Stated goal: Write the line that includes "Might I ask you to indicate the moss-covered" and all subsequent lines, exactly as written, and nothing more.

Records from a point labeling set:
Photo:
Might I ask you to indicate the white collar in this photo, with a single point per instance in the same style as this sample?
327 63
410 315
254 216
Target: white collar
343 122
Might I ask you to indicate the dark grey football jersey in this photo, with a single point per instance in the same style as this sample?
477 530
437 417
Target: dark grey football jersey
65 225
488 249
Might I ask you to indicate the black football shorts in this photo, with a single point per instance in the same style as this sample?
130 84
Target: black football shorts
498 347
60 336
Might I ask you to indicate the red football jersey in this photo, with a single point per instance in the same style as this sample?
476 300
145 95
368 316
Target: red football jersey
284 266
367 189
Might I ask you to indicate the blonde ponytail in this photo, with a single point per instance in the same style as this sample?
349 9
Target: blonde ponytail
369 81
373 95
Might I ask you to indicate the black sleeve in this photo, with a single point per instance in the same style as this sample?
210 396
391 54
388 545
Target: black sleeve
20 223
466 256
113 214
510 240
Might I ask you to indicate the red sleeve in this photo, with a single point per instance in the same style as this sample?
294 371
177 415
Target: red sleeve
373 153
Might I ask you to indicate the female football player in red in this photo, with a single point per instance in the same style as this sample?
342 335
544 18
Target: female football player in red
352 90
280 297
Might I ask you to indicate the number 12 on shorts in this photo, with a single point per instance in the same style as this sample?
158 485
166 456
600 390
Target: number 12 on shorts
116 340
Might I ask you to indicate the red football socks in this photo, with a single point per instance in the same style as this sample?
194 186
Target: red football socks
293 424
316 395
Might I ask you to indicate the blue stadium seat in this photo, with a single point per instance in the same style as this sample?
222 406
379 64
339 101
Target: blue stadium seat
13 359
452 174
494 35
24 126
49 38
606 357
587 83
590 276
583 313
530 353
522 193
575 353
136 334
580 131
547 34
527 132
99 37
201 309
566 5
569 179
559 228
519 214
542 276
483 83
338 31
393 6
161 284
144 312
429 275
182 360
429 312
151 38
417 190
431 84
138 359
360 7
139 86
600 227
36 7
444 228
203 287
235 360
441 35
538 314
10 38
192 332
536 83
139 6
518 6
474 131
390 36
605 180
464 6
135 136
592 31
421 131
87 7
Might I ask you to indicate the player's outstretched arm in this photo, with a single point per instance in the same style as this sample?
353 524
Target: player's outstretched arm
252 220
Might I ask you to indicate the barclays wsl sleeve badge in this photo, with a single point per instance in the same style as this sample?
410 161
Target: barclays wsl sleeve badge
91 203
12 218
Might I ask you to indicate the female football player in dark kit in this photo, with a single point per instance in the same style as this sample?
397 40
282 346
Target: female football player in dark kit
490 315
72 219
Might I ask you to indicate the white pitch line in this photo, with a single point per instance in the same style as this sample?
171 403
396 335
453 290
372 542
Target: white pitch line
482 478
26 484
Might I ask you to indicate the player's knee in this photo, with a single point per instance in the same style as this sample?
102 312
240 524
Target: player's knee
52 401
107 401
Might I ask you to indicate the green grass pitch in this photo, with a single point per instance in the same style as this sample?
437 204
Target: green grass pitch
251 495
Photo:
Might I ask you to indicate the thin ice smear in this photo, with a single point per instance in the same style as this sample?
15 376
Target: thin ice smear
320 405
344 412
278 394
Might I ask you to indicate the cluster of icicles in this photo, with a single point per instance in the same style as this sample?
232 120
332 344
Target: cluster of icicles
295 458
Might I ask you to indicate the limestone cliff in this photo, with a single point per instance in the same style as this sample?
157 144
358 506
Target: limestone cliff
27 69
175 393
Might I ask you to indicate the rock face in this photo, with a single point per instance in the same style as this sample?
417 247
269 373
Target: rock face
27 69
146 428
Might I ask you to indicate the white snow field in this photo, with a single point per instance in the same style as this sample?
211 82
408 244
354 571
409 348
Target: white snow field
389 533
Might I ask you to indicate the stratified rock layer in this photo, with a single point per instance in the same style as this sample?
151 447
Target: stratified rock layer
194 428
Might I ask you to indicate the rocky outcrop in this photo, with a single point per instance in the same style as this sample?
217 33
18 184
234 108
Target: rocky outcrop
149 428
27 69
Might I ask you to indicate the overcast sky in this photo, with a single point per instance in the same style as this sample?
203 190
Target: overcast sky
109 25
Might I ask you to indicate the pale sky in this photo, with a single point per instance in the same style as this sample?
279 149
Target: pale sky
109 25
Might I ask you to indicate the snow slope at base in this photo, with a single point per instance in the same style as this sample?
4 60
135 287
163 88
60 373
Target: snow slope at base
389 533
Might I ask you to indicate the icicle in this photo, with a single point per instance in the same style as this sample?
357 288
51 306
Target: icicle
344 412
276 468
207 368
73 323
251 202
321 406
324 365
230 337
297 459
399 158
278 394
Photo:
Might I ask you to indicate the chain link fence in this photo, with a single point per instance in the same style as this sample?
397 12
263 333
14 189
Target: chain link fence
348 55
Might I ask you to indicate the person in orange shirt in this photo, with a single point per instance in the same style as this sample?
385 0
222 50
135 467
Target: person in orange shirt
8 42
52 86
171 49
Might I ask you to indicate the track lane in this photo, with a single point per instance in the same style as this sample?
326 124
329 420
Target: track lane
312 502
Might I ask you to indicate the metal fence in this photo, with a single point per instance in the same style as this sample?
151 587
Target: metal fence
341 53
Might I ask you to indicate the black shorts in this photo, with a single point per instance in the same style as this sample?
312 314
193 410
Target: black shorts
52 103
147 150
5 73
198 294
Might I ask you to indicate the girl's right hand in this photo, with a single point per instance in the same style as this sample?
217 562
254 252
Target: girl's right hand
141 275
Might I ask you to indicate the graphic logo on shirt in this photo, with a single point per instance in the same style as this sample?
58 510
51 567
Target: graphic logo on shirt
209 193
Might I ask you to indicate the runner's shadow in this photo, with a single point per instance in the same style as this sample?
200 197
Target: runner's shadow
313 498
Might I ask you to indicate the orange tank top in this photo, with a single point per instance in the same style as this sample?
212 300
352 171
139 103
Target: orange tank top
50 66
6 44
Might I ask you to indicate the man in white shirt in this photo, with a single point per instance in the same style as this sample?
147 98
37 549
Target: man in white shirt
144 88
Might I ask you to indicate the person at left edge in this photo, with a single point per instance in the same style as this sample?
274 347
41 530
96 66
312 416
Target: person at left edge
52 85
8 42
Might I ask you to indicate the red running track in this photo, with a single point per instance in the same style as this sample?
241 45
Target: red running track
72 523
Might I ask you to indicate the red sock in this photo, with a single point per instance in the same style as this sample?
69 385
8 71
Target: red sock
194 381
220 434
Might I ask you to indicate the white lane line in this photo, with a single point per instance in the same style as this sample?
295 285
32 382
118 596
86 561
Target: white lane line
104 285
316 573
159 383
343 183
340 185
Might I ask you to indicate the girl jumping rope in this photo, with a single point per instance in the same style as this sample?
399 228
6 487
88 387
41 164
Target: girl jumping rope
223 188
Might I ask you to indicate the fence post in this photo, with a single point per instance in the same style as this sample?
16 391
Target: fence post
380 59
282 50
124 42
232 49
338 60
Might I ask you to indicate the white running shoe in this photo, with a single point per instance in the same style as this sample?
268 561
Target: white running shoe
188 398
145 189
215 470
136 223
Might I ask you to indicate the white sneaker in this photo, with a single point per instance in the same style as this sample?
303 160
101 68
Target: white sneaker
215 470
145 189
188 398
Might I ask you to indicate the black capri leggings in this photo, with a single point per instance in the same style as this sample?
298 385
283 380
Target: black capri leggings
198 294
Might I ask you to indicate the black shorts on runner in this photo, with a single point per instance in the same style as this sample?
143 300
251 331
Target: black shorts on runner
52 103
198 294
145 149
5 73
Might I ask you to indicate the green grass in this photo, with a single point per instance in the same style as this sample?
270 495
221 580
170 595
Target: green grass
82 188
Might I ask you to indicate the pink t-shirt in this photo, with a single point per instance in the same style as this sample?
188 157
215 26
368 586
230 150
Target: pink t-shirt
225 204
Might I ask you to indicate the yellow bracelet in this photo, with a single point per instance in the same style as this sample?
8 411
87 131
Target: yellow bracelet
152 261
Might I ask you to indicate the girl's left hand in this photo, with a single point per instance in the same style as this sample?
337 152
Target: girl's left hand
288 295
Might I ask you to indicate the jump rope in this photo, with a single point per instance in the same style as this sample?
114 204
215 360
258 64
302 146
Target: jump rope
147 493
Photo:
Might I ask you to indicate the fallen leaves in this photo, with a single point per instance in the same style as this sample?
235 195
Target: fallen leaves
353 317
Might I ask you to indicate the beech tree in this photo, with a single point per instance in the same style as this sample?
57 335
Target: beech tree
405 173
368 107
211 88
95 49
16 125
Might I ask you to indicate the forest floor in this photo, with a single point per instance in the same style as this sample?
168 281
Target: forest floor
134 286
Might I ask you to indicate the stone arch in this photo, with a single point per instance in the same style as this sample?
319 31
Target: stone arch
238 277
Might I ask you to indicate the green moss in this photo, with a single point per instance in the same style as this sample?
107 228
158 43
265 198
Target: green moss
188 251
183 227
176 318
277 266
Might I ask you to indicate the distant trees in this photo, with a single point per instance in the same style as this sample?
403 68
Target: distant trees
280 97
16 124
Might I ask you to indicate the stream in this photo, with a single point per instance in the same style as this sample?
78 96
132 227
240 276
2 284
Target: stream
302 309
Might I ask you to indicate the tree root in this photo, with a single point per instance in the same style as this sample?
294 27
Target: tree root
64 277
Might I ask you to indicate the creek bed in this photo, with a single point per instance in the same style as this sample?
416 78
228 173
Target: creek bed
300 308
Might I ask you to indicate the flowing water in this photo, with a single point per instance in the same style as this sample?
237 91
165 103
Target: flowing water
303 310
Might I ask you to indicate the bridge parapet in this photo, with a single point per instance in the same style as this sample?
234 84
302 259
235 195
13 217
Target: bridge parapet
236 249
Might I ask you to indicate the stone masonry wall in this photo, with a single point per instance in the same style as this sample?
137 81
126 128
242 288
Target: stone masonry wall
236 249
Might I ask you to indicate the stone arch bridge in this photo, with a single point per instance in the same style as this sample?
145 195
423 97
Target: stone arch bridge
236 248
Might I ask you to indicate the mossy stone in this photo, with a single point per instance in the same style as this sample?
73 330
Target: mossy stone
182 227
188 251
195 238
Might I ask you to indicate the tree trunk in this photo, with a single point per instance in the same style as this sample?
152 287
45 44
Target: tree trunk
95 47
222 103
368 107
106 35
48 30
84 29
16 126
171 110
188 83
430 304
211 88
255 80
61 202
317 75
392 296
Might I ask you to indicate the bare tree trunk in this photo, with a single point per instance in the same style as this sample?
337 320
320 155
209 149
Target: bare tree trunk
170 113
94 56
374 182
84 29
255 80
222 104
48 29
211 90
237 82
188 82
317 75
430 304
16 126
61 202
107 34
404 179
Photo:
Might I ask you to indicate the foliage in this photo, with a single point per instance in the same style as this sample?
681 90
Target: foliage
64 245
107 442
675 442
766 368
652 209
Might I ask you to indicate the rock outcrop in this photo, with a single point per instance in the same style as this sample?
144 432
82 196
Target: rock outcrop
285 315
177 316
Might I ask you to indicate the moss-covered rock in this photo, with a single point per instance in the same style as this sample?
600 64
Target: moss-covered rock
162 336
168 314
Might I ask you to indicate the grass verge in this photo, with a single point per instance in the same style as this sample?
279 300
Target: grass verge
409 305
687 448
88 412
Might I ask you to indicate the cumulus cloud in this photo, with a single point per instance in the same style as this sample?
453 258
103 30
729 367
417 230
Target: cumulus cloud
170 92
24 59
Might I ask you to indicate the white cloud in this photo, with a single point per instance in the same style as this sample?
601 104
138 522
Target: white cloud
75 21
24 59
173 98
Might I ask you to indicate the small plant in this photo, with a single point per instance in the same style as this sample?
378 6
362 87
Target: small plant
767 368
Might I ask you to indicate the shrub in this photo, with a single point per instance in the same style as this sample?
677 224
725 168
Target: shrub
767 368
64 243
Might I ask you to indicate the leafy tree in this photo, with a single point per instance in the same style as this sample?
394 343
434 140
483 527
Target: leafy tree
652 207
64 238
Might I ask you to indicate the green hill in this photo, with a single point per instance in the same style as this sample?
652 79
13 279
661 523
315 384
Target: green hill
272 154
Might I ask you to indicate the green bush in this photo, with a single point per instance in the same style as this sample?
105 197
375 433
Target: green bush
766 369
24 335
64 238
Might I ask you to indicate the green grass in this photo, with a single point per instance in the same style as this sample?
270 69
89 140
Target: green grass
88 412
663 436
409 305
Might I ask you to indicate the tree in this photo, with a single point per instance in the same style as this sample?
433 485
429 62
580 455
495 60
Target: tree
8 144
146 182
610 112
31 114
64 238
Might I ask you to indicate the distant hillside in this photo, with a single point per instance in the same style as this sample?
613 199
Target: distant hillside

Complete answer:
Might I ask you to indicate the moss-covered rock in this photo, with a single point per instance in the same style as this sample?
600 64
Target: moss-covered rock
162 336
168 314
Might I ask you to indicate the grass verge in this photo, with a single point per instance in the same style as this sample?
279 300
Target: grass verge
409 305
687 448
88 412
Might I ask you to indicate the cumulus cloud in this photo, with a single point per instance in the same style as this sample?
453 258
103 30
729 367
417 230
Target: cumulus cloud
170 92
24 59
Might I ask you to indicate the white cloud in this photo, with a single point per instance in the same style as this sample?
601 104
138 522
Target: white cloud
75 21
24 59
173 98
Might I ask you to indicate the small plant in this photo, with a single point per instance in the same style as this sample?
378 6
362 87
Target: small plant
767 368
Might I ask you to indicate the shrub in this photo, with a single point per instance in the same style as this sample?
677 224
725 168
Target: shrub
767 368
64 243
Might I ask you to indicate the leafy tree in this photo, with a single point per instance in the same style as this sample?
394 343
434 140
483 527
Target: leafy tree
652 207
64 238
Might I ask you to indicate the green hill in this photo, with a single point per instance in the same style as this sample?
652 79
13 279
661 523
315 384
Target: green hill
272 154
Might I ask you to indicate the green bush in this photo, with a single point per instance in the same style as this sample?
105 197
375 433
Target: green bush
766 369
24 335
64 238
Might I ask you to indicate the green grass in this photo, with a single point per instance in the same style as this sample?
270 69
89 140
Target: green grass
88 412
663 436
409 305
Might I ask you to indicate the tree in this photo, with a single point per instance in the same style as this sample?
433 485
429 62
580 455
495 60
Target: tree
8 144
146 182
610 112
31 114
64 238
Might I ask you to indicate the distant hillside in this photo, with a single point per instance in the same style as this sample?
613 199
Target: distant hillside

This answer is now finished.